» **What you will do**
Return every line of the rows below that contains the word "track".

» **Records supplied**
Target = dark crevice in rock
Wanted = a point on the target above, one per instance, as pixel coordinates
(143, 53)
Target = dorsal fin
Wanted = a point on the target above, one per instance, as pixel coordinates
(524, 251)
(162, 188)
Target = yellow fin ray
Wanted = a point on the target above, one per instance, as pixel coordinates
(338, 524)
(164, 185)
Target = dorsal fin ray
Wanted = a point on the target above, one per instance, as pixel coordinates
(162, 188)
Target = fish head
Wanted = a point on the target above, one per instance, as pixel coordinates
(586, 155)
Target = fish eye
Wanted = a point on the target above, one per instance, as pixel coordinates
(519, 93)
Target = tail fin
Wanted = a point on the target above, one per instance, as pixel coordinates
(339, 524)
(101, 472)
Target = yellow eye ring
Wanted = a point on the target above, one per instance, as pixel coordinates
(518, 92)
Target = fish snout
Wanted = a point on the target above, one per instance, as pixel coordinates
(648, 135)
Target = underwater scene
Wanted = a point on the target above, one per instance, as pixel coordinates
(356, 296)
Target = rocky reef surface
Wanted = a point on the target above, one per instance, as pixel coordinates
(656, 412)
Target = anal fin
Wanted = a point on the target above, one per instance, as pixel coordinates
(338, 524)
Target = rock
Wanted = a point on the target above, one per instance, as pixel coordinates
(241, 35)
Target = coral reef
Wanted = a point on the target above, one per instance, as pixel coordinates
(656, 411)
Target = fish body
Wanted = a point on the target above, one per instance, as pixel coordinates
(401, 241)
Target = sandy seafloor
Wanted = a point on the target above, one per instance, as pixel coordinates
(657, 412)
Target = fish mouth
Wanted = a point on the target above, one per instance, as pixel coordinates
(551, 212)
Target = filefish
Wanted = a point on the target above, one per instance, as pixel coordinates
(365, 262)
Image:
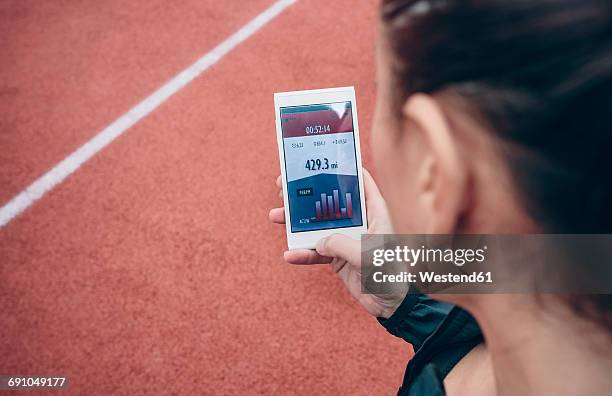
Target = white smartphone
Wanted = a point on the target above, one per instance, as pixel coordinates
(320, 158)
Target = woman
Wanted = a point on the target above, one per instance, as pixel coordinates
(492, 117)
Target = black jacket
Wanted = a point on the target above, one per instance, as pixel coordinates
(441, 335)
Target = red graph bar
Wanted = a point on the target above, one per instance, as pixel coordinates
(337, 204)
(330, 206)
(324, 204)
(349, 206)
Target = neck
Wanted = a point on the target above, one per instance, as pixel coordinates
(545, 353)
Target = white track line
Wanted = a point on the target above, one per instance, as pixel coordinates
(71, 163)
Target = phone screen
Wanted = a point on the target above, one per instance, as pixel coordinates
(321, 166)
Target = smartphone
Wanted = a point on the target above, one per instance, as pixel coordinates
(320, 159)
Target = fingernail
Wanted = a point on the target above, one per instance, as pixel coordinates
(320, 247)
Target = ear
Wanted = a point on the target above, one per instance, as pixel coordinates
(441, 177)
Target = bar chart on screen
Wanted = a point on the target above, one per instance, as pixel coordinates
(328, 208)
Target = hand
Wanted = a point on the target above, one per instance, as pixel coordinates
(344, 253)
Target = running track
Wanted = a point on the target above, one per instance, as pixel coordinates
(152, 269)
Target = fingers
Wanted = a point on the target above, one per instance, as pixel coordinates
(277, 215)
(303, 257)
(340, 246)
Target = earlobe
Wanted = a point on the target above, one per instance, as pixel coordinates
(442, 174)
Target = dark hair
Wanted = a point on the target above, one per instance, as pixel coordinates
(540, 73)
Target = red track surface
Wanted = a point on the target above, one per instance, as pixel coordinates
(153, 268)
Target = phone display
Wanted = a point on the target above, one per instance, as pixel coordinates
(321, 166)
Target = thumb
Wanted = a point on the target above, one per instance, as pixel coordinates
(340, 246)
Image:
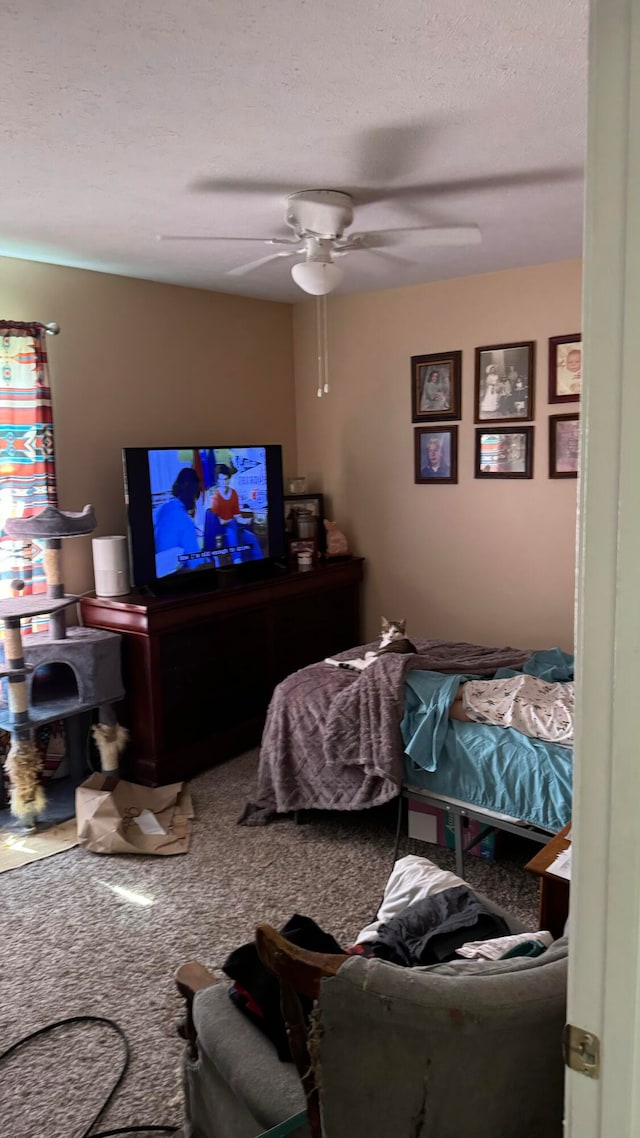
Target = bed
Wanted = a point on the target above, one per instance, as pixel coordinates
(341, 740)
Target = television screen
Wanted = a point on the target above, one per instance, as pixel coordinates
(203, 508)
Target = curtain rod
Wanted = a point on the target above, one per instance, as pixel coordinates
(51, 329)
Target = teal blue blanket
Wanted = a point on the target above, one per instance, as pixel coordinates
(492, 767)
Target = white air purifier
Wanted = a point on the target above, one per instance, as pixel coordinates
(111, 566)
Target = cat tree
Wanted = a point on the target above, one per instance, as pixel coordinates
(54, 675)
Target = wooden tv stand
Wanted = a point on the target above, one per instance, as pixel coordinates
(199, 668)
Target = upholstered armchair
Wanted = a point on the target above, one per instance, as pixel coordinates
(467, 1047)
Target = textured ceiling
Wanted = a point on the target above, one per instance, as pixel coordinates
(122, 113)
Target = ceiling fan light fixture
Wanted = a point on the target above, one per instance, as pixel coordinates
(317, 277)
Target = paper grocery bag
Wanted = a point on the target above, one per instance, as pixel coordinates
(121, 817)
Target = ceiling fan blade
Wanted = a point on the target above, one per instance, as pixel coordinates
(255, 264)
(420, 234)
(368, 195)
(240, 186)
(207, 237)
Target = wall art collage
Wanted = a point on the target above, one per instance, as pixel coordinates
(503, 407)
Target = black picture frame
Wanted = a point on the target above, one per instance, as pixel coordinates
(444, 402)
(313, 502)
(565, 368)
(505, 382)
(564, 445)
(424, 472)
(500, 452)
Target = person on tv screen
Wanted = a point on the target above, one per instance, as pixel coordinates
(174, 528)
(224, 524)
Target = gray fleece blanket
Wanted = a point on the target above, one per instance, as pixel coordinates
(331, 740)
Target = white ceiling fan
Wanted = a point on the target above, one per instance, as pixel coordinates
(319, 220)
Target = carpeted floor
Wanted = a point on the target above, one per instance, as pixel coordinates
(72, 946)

==

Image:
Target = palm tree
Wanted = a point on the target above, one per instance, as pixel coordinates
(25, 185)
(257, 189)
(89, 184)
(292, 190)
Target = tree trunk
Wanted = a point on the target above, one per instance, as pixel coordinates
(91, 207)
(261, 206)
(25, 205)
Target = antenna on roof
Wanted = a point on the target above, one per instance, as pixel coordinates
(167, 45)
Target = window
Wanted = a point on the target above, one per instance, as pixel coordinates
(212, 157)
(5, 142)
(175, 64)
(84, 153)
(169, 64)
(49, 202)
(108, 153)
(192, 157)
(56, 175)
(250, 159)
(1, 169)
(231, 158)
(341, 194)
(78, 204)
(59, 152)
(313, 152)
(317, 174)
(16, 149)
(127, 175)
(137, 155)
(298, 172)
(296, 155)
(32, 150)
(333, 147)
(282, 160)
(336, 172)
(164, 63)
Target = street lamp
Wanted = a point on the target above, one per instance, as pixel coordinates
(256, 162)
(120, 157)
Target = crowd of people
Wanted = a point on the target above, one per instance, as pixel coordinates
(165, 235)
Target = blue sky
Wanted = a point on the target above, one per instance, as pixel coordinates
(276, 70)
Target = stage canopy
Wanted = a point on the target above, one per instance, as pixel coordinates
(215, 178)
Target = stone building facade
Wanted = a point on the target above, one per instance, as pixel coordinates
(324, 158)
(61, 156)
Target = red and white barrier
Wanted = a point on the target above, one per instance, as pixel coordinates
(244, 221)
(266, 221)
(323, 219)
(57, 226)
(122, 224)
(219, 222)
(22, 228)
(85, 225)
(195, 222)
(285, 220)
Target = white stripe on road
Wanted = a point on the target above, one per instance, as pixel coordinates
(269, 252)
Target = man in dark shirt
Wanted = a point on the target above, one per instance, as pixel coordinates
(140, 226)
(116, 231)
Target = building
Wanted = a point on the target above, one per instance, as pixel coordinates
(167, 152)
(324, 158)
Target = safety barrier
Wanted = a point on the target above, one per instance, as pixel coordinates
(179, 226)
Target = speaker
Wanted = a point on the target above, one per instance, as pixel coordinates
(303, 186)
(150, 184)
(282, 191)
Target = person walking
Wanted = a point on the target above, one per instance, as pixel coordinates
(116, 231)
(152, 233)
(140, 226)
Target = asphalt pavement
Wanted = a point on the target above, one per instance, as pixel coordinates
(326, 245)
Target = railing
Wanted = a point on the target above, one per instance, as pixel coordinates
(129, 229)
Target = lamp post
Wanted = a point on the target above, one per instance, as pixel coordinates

» **Written answer**
Target = white track line
Target = running track
Target = red track surface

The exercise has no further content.